## Request A
Recast the records as a numbered list, starting at the line holding "Where can the stainless" and running through the last line of the records, both ends included. Leave out any blank lines.

## BEGIN Extract to read

LeetFree - Leaked Interview questions from Google Facebook Amazon Microsoft LinkedIn

Question
Solution

Given two words word1 and word2, find the minimum number of steps required to make word1 and word2 the same, where in each step you can delete one character in either string.

Example 1:

Input: "sea", "eat"
Output: 2
Explanation: You need one step to make "sea" to "ea" and another step to make "eat" to "ea".

Note:

The length of given words won't exceed 500.
Characters in given words can only be lower-case letters.

Solution

Solution

Approach #1 Using Longest Common Subsequence [Time Limit Exceeded]

Algorithm

In order to determine the minimum number of delete operations needed, we can make use of the length of the longest common sequence among the two given strings $s1$ and $s2$ , say given by $lcs$ . If we can find this $lcs$ value, we can easily determine the required result as $m + n - 2*lcs$ . Here, $m$ and $n$ refer to the length of the two given strings $s1$ and $s2$ .

## END Extract to read
## BEGIN Information given

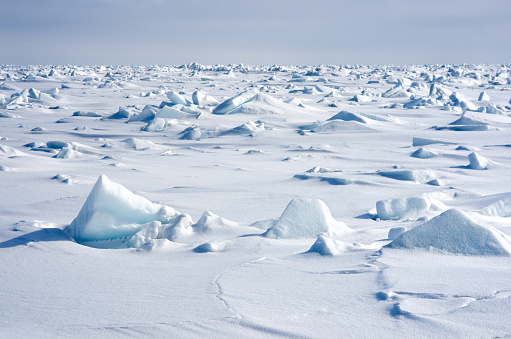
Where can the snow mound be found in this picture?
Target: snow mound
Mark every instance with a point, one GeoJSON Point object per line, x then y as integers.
{"type": "Point", "coordinates": [68, 153]}
{"type": "Point", "coordinates": [248, 128]}
{"type": "Point", "coordinates": [210, 222]}
{"type": "Point", "coordinates": [210, 246]}
{"type": "Point", "coordinates": [111, 211]}
{"type": "Point", "coordinates": [395, 232]}
{"type": "Point", "coordinates": [138, 144]}
{"type": "Point", "coordinates": [8, 152]}
{"type": "Point", "coordinates": [306, 218]}
{"type": "Point", "coordinates": [455, 232]}
{"type": "Point", "coordinates": [168, 112]}
{"type": "Point", "coordinates": [148, 113]}
{"type": "Point", "coordinates": [478, 162]}
{"type": "Point", "coordinates": [427, 141]}
{"type": "Point", "coordinates": [406, 207]}
{"type": "Point", "coordinates": [324, 245]}
{"type": "Point", "coordinates": [122, 113]}
{"type": "Point", "coordinates": [264, 104]}
{"type": "Point", "coordinates": [499, 208]}
{"type": "Point", "coordinates": [337, 126]}
{"type": "Point", "coordinates": [156, 125]}
{"type": "Point", "coordinates": [424, 153]}
{"type": "Point", "coordinates": [348, 116]}
{"type": "Point", "coordinates": [418, 176]}
{"type": "Point", "coordinates": [178, 99]}
{"type": "Point", "coordinates": [202, 99]}
{"type": "Point", "coordinates": [230, 106]}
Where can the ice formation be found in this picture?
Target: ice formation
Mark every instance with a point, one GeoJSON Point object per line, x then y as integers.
{"type": "Point", "coordinates": [404, 207]}
{"type": "Point", "coordinates": [306, 218]}
{"type": "Point", "coordinates": [231, 105]}
{"type": "Point", "coordinates": [454, 231]}
{"type": "Point", "coordinates": [111, 211]}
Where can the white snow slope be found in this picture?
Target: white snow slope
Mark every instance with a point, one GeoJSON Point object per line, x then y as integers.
{"type": "Point", "coordinates": [182, 202]}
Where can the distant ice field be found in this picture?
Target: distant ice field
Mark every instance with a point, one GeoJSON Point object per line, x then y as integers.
{"type": "Point", "coordinates": [255, 201]}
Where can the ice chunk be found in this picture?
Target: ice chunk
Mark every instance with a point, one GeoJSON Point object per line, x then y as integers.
{"type": "Point", "coordinates": [8, 152]}
{"type": "Point", "coordinates": [398, 208]}
{"type": "Point", "coordinates": [418, 176]}
{"type": "Point", "coordinates": [231, 105]}
{"type": "Point", "coordinates": [210, 222]}
{"type": "Point", "coordinates": [202, 99]}
{"type": "Point", "coordinates": [478, 162]}
{"type": "Point", "coordinates": [426, 141]}
{"type": "Point", "coordinates": [324, 245]}
{"type": "Point", "coordinates": [248, 128]}
{"type": "Point", "coordinates": [66, 153]}
{"type": "Point", "coordinates": [483, 97]}
{"type": "Point", "coordinates": [147, 114]}
{"type": "Point", "coordinates": [423, 153]}
{"type": "Point", "coordinates": [456, 232]}
{"type": "Point", "coordinates": [177, 98]}
{"type": "Point", "coordinates": [210, 246]}
{"type": "Point", "coordinates": [156, 125]}
{"type": "Point", "coordinates": [395, 232]}
{"type": "Point", "coordinates": [111, 211]}
{"type": "Point", "coordinates": [120, 114]}
{"type": "Point", "coordinates": [348, 116]}
{"type": "Point", "coordinates": [464, 120]}
{"type": "Point", "coordinates": [180, 227]}
{"type": "Point", "coordinates": [306, 218]}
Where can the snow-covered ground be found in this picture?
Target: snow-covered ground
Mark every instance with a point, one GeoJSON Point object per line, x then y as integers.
{"type": "Point", "coordinates": [215, 201]}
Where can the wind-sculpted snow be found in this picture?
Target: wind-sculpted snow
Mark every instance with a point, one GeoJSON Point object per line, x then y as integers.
{"type": "Point", "coordinates": [231, 105]}
{"type": "Point", "coordinates": [267, 166]}
{"type": "Point", "coordinates": [113, 212]}
{"type": "Point", "coordinates": [455, 232]}
{"type": "Point", "coordinates": [304, 218]}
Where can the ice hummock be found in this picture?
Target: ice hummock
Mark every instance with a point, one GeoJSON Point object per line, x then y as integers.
{"type": "Point", "coordinates": [454, 231]}
{"type": "Point", "coordinates": [111, 211]}
{"type": "Point", "coordinates": [231, 105]}
{"type": "Point", "coordinates": [306, 218]}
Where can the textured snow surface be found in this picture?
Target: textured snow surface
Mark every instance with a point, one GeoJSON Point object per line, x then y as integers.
{"type": "Point", "coordinates": [242, 201]}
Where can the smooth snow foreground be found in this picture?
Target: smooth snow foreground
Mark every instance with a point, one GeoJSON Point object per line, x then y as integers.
{"type": "Point", "coordinates": [244, 201]}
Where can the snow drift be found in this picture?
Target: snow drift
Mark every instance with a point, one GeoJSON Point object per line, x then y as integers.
{"type": "Point", "coordinates": [455, 232]}
{"type": "Point", "coordinates": [111, 211]}
{"type": "Point", "coordinates": [306, 218]}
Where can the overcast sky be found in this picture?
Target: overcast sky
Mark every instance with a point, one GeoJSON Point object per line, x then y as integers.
{"type": "Point", "coordinates": [255, 32]}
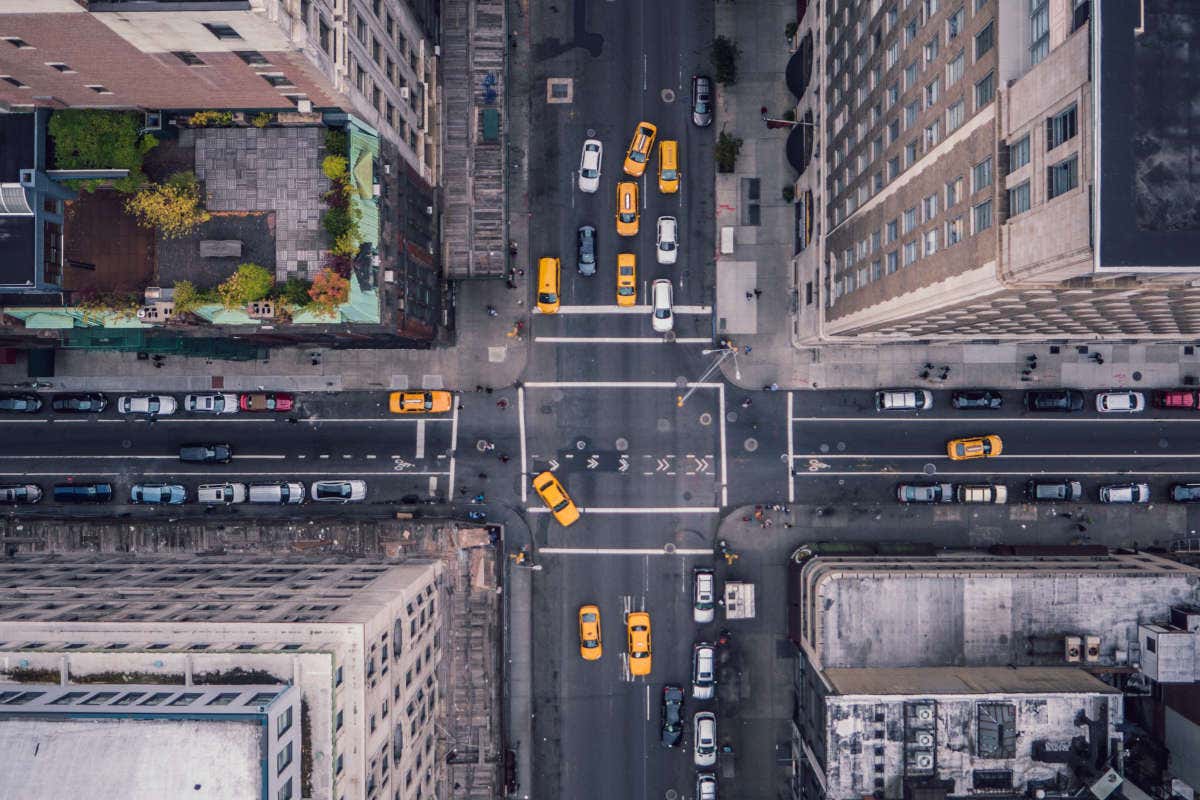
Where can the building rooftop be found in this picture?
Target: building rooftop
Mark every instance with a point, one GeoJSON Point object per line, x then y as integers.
{"type": "Point", "coordinates": [1147, 79]}
{"type": "Point", "coordinates": [133, 759]}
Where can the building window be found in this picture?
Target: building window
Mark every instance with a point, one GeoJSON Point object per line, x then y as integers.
{"type": "Point", "coordinates": [982, 214]}
{"type": "Point", "coordinates": [1019, 154]}
{"type": "Point", "coordinates": [954, 68]}
{"type": "Point", "coordinates": [985, 40]}
{"type": "Point", "coordinates": [954, 232]}
{"type": "Point", "coordinates": [1061, 127]}
{"type": "Point", "coordinates": [985, 90]}
{"type": "Point", "coordinates": [1019, 199]}
{"type": "Point", "coordinates": [221, 30]}
{"type": "Point", "coordinates": [1062, 178]}
{"type": "Point", "coordinates": [953, 191]}
{"type": "Point", "coordinates": [981, 175]}
{"type": "Point", "coordinates": [954, 115]}
{"type": "Point", "coordinates": [1039, 30]}
{"type": "Point", "coordinates": [954, 23]}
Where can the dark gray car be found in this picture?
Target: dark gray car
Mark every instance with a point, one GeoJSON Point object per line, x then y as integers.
{"type": "Point", "coordinates": [587, 250]}
{"type": "Point", "coordinates": [701, 101]}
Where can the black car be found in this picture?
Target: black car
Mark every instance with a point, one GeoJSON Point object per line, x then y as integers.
{"type": "Point", "coordinates": [21, 403]}
{"type": "Point", "coordinates": [977, 398]}
{"type": "Point", "coordinates": [89, 403]}
{"type": "Point", "coordinates": [701, 101]}
{"type": "Point", "coordinates": [587, 250]}
{"type": "Point", "coordinates": [205, 453]}
{"type": "Point", "coordinates": [83, 492]}
{"type": "Point", "coordinates": [1054, 400]}
{"type": "Point", "coordinates": [672, 715]}
{"type": "Point", "coordinates": [1186, 492]}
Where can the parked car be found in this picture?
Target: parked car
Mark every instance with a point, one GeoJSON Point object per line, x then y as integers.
{"type": "Point", "coordinates": [701, 101]}
{"type": "Point", "coordinates": [703, 671]}
{"type": "Point", "coordinates": [663, 298]}
{"type": "Point", "coordinates": [591, 644]}
{"type": "Point", "coordinates": [213, 403]}
{"type": "Point", "coordinates": [21, 403]}
{"type": "Point", "coordinates": [1054, 400]}
{"type": "Point", "coordinates": [925, 493]}
{"type": "Point", "coordinates": [281, 402]}
{"type": "Point", "coordinates": [976, 398]}
{"type": "Point", "coordinates": [1120, 402]}
{"type": "Point", "coordinates": [148, 404]}
{"type": "Point", "coordinates": [984, 493]}
{"type": "Point", "coordinates": [83, 492]}
{"type": "Point", "coordinates": [666, 240]}
{"type": "Point", "coordinates": [904, 400]}
{"type": "Point", "coordinates": [1183, 398]}
{"type": "Point", "coordinates": [672, 715]}
{"type": "Point", "coordinates": [83, 403]}
{"type": "Point", "coordinates": [1186, 492]}
{"type": "Point", "coordinates": [1066, 491]}
{"type": "Point", "coordinates": [589, 166]}
{"type": "Point", "coordinates": [226, 493]}
{"type": "Point", "coordinates": [703, 597]}
{"type": "Point", "coordinates": [157, 493]}
{"type": "Point", "coordinates": [975, 447]}
{"type": "Point", "coordinates": [1125, 493]}
{"type": "Point", "coordinates": [339, 491]}
{"type": "Point", "coordinates": [214, 453]}
{"type": "Point", "coordinates": [705, 727]}
{"type": "Point", "coordinates": [21, 493]}
{"type": "Point", "coordinates": [586, 240]}
{"type": "Point", "coordinates": [637, 631]}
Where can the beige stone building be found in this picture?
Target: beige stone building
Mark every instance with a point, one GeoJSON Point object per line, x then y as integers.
{"type": "Point", "coordinates": [361, 644]}
{"type": "Point", "coordinates": [953, 188]}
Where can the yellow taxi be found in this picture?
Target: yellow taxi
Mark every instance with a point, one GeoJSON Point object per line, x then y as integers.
{"type": "Point", "coordinates": [556, 498]}
{"type": "Point", "coordinates": [627, 278]}
{"type": "Point", "coordinates": [589, 633]}
{"type": "Point", "coordinates": [640, 148]}
{"type": "Point", "coordinates": [669, 166]}
{"type": "Point", "coordinates": [639, 629]}
{"type": "Point", "coordinates": [550, 274]}
{"type": "Point", "coordinates": [627, 209]}
{"type": "Point", "coordinates": [975, 447]}
{"type": "Point", "coordinates": [421, 402]}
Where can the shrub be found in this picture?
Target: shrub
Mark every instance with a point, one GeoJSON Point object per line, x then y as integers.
{"type": "Point", "coordinates": [725, 60]}
{"type": "Point", "coordinates": [96, 139]}
{"type": "Point", "coordinates": [328, 292]}
{"type": "Point", "coordinates": [251, 282]}
{"type": "Point", "coordinates": [336, 143]}
{"type": "Point", "coordinates": [172, 208]}
{"type": "Point", "coordinates": [727, 149]}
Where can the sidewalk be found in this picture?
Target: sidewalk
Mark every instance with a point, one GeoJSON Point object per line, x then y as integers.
{"type": "Point", "coordinates": [762, 260]}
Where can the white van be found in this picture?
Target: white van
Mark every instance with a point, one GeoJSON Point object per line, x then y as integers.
{"type": "Point", "coordinates": [277, 493]}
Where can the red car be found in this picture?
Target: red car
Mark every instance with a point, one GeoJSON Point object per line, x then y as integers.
{"type": "Point", "coordinates": [1185, 398]}
{"type": "Point", "coordinates": [265, 402]}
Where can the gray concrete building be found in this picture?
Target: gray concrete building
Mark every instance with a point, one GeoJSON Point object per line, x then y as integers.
{"type": "Point", "coordinates": [358, 645]}
{"type": "Point", "coordinates": [954, 187]}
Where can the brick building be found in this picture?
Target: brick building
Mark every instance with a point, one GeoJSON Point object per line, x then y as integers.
{"type": "Point", "coordinates": [954, 192]}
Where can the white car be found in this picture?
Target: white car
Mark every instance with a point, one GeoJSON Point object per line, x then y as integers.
{"type": "Point", "coordinates": [149, 404]}
{"type": "Point", "coordinates": [339, 491]}
{"type": "Point", "coordinates": [589, 166]}
{"type": "Point", "coordinates": [660, 294]}
{"type": "Point", "coordinates": [219, 403]}
{"type": "Point", "coordinates": [667, 241]}
{"type": "Point", "coordinates": [1120, 402]}
{"type": "Point", "coordinates": [705, 727]}
{"type": "Point", "coordinates": [703, 595]}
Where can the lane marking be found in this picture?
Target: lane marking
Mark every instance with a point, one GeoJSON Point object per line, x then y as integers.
{"type": "Point", "coordinates": [619, 340]}
{"type": "Point", "coordinates": [621, 551]}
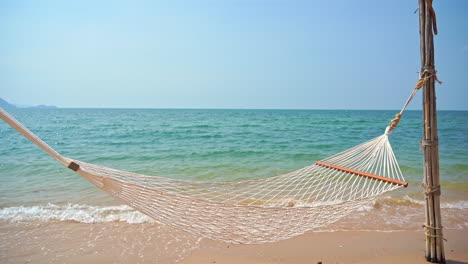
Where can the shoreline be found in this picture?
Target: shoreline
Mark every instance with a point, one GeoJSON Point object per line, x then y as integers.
{"type": "Point", "coordinates": [335, 247]}
{"type": "Point", "coordinates": [73, 242]}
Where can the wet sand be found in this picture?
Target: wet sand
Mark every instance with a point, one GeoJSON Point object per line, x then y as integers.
{"type": "Point", "coordinates": [72, 242]}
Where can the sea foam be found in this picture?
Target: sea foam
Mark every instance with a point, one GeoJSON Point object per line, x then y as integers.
{"type": "Point", "coordinates": [74, 212]}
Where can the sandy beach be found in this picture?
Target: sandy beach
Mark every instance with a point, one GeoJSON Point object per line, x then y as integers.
{"type": "Point", "coordinates": [335, 247]}
{"type": "Point", "coordinates": [71, 242]}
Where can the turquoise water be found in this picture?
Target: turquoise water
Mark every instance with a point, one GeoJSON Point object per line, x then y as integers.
{"type": "Point", "coordinates": [210, 145]}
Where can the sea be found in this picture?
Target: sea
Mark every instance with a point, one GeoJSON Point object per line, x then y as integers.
{"type": "Point", "coordinates": [43, 203]}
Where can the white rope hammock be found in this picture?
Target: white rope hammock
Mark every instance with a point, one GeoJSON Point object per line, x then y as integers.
{"type": "Point", "coordinates": [253, 211]}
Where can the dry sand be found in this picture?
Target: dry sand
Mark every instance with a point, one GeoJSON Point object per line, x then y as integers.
{"type": "Point", "coordinates": [334, 247]}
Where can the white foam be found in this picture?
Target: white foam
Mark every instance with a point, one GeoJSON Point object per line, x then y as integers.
{"type": "Point", "coordinates": [74, 212]}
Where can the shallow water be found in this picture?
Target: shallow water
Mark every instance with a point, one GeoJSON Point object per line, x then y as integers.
{"type": "Point", "coordinates": [214, 145]}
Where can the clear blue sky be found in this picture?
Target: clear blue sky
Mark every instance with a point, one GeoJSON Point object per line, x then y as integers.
{"type": "Point", "coordinates": [328, 54]}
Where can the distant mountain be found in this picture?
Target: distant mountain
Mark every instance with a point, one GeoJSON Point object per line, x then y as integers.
{"type": "Point", "coordinates": [5, 104]}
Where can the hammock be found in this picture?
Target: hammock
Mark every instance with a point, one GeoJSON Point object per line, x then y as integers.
{"type": "Point", "coordinates": [253, 211]}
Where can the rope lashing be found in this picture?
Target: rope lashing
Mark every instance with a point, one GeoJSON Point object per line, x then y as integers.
{"type": "Point", "coordinates": [419, 84]}
{"type": "Point", "coordinates": [428, 230]}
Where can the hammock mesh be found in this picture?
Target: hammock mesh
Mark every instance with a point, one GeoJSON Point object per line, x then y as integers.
{"type": "Point", "coordinates": [251, 211]}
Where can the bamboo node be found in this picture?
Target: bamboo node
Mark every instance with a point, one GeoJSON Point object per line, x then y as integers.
{"type": "Point", "coordinates": [428, 229]}
{"type": "Point", "coordinates": [431, 190]}
{"type": "Point", "coordinates": [432, 143]}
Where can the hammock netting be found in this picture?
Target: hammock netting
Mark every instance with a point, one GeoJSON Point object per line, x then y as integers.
{"type": "Point", "coordinates": [251, 211]}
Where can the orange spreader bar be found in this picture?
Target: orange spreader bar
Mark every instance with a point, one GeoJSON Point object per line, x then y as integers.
{"type": "Point", "coordinates": [361, 173]}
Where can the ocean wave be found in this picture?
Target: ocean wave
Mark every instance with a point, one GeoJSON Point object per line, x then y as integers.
{"type": "Point", "coordinates": [74, 212]}
{"type": "Point", "coordinates": [407, 201]}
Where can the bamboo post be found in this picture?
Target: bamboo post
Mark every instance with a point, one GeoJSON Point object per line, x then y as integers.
{"type": "Point", "coordinates": [430, 143]}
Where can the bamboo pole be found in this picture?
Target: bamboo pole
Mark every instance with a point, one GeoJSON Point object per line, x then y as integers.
{"type": "Point", "coordinates": [434, 236]}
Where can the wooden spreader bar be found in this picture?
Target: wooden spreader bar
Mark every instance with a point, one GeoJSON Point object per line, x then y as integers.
{"type": "Point", "coordinates": [361, 173]}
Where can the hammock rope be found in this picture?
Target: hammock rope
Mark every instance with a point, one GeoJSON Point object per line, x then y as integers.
{"type": "Point", "coordinates": [254, 211]}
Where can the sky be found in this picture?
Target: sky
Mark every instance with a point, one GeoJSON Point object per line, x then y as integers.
{"type": "Point", "coordinates": [277, 54]}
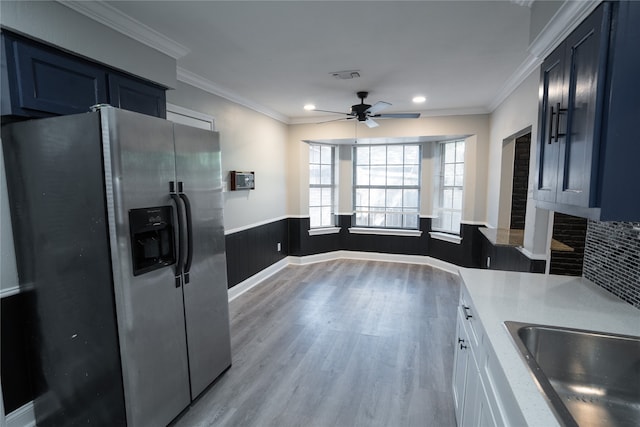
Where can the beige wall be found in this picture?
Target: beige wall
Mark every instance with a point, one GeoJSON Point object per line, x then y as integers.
{"type": "Point", "coordinates": [474, 209]}
{"type": "Point", "coordinates": [249, 141]}
{"type": "Point", "coordinates": [517, 112]}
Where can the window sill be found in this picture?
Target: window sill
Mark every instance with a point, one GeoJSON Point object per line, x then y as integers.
{"type": "Point", "coordinates": [451, 238]}
{"type": "Point", "coordinates": [385, 231]}
{"type": "Point", "coordinates": [324, 230]}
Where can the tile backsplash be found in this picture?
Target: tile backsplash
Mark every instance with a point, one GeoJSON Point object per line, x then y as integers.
{"type": "Point", "coordinates": [612, 258]}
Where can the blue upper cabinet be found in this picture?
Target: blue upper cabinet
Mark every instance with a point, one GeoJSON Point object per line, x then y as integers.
{"type": "Point", "coordinates": [44, 81]}
{"type": "Point", "coordinates": [576, 171]}
{"type": "Point", "coordinates": [134, 95]}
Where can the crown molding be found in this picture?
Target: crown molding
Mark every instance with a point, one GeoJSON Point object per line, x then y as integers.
{"type": "Point", "coordinates": [566, 19]}
{"type": "Point", "coordinates": [200, 82]}
{"type": "Point", "coordinates": [107, 15]}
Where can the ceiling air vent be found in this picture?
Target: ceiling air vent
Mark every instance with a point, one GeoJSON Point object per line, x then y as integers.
{"type": "Point", "coordinates": [346, 75]}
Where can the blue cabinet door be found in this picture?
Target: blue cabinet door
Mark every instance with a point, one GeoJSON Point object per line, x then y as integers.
{"type": "Point", "coordinates": [43, 81]}
{"type": "Point", "coordinates": [585, 66]}
{"type": "Point", "coordinates": [134, 95]}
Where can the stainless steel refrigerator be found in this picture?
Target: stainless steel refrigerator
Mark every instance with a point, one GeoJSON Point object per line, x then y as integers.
{"type": "Point", "coordinates": [117, 222]}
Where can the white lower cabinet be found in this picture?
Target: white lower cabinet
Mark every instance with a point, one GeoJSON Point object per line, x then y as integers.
{"type": "Point", "coordinates": [480, 400]}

## END Information given

## Request B
Answer these about the word-deletion problem:
(i) What is the maximum length of the given words?
(ii) What output does Example 1 give for the input "sea", "eat"?
(iii) What expression does Approach #1 use to compute the required result?

## Final answer A
1. Where can the stainless steel refrigerator be found in this picture?
2. Target: stainless steel refrigerator
3. Mark every instance with a point, one GeoJSON Point object per line, x then y as integers.
4. {"type": "Point", "coordinates": [117, 222]}
5. Where can the white lower cabinet be found in this picture?
6. Target: white lower cabinet
7. Mark every instance with a point, one GeoJSON Point object per line, x then y as integers.
8. {"type": "Point", "coordinates": [480, 400]}

## Final answer B
(i) 500
(ii) 2
(iii) m + n - 2*lcs